▶ **GIVEN PROBLEM**
Reproduce the data starting at its first line and ending at the line containing "(578, 197), (640, 220)", keeping the commands in place and offsetting every x and y coordinate in the output boxes by 112. Leave the command lines, including their format strings, unchanged.
┌─ THE INPUT
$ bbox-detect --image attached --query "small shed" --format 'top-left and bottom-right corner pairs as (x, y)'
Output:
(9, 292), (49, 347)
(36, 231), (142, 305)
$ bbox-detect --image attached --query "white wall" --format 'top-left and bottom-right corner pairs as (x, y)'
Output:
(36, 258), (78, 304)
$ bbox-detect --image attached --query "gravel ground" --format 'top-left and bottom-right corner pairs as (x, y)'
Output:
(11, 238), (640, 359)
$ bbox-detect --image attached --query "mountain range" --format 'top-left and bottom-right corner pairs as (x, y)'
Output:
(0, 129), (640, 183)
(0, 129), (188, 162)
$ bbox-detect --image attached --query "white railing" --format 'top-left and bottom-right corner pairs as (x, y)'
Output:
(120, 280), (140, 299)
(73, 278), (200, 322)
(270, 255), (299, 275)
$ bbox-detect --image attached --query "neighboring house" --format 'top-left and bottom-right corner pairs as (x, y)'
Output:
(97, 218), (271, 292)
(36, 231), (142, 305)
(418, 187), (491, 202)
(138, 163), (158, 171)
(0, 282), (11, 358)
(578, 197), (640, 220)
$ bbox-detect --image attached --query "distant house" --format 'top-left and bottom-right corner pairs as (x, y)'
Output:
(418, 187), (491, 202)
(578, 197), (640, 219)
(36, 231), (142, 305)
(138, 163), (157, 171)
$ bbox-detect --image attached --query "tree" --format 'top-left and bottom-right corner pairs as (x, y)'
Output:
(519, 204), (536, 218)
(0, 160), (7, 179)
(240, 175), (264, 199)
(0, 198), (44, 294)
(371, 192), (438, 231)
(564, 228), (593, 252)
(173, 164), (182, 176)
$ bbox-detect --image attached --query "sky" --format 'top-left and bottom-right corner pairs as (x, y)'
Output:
└─
▶ **ANSWER IN FULL**
$ bbox-detect --image attached --query "small shed" --format 'top-left and bottom-right corner pairs as (x, y)'
Output:
(121, 404), (161, 459)
(148, 343), (254, 417)
$ bbox-detect --image attached --query "white wall" --format 'top-left and bottom-right corner pairs as (x, y)'
Output:
(148, 370), (190, 416)
$ bbox-detect --image attached --query "gravel ground" --format 'top-left and bottom-right corner pairs as (x, y)'
Output:
(123, 350), (752, 471)
$ bbox-detect --image attached --query "mountain range" --format 'top-left and bottom-right corner pairs as (x, y)'
Output:
(112, 241), (752, 295)
(112, 241), (300, 274)
$ bbox-detect --image attached --query "white railing" --format 'top-left and bottom-right corner pairs as (x, y)'
Output:
(232, 392), (252, 411)
(185, 390), (312, 434)
(382, 367), (411, 387)
$ bbox-detect --image attached --query "neighboring house" --format 'top-left and bottom-right corner pairs as (x, y)'
Output:
(209, 330), (383, 404)
(148, 343), (254, 417)
(530, 299), (603, 314)
(250, 275), (270, 283)
(112, 394), (123, 470)
(690, 309), (752, 332)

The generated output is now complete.